What you need to do
Show every line below that contains the word "light", copying each such line in full. Matching is case-sensitive.

[Location annotation dataset excerpts]
************

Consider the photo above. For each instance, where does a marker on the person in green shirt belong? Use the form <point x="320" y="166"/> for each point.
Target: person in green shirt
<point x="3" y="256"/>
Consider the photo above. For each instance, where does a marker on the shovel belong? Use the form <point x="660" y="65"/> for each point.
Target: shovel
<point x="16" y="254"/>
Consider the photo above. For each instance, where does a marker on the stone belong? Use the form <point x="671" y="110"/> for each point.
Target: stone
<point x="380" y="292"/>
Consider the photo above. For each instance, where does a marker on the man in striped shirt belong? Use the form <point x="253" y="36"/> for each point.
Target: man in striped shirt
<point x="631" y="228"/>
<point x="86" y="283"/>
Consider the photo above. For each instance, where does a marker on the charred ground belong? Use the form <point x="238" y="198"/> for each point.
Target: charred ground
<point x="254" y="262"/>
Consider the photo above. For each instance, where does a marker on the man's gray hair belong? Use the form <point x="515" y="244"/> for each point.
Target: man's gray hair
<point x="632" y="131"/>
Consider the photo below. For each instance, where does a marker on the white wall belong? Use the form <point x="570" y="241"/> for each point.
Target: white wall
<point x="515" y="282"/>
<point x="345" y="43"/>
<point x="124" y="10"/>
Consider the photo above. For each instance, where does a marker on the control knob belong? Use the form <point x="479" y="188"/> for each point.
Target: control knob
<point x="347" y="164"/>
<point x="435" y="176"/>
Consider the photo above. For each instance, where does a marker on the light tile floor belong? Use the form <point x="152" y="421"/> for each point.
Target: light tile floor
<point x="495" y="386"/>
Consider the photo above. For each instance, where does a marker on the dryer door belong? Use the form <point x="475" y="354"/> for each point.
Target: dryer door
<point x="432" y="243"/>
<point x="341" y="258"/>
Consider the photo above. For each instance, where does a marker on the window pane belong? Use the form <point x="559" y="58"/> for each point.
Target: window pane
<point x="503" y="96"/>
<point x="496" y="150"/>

************

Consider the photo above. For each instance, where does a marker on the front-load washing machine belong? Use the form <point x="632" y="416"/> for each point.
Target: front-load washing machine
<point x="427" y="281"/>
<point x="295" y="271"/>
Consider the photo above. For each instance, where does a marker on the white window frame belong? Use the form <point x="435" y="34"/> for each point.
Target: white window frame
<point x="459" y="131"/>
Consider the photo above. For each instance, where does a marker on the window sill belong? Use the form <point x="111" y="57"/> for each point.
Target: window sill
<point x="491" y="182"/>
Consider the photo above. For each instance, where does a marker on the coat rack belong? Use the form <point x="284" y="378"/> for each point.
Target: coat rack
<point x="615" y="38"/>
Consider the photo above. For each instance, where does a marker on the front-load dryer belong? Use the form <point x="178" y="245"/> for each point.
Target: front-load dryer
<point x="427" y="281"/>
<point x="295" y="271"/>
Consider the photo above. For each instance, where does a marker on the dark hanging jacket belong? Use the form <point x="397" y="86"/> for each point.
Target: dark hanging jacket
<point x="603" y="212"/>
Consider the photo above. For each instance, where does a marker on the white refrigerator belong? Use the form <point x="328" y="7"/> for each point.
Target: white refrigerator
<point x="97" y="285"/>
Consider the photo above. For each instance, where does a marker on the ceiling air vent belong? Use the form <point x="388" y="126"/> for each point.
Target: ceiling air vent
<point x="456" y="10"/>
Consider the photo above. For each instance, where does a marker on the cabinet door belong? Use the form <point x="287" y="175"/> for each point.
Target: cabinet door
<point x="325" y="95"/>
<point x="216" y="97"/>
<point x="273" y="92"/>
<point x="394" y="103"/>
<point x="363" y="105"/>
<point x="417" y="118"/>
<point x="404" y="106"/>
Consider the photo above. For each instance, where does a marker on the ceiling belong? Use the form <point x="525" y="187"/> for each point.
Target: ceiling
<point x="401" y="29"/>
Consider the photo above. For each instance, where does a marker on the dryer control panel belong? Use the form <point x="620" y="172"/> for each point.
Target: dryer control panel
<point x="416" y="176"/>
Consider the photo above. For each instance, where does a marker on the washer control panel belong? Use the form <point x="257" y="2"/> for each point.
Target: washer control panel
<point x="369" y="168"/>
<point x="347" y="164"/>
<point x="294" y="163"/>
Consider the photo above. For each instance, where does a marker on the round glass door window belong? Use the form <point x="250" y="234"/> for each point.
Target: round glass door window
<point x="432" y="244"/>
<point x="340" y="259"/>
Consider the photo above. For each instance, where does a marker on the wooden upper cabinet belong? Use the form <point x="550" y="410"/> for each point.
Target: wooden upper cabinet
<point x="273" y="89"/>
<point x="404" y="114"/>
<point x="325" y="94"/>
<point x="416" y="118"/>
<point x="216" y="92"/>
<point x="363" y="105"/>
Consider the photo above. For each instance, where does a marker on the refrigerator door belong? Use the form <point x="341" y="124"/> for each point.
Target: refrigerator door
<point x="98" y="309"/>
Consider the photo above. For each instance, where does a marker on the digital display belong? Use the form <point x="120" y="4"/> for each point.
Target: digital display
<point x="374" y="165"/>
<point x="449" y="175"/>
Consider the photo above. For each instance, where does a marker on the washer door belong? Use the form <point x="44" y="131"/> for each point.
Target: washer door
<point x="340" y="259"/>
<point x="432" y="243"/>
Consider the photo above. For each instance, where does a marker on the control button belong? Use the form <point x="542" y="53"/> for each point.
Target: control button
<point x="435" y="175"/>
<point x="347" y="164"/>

************

Finished exercise
Consider the photo above. For each instance, where does a marker on the light tile floor belong? Use the form <point x="152" y="421"/> for each point.
Target: light tile floor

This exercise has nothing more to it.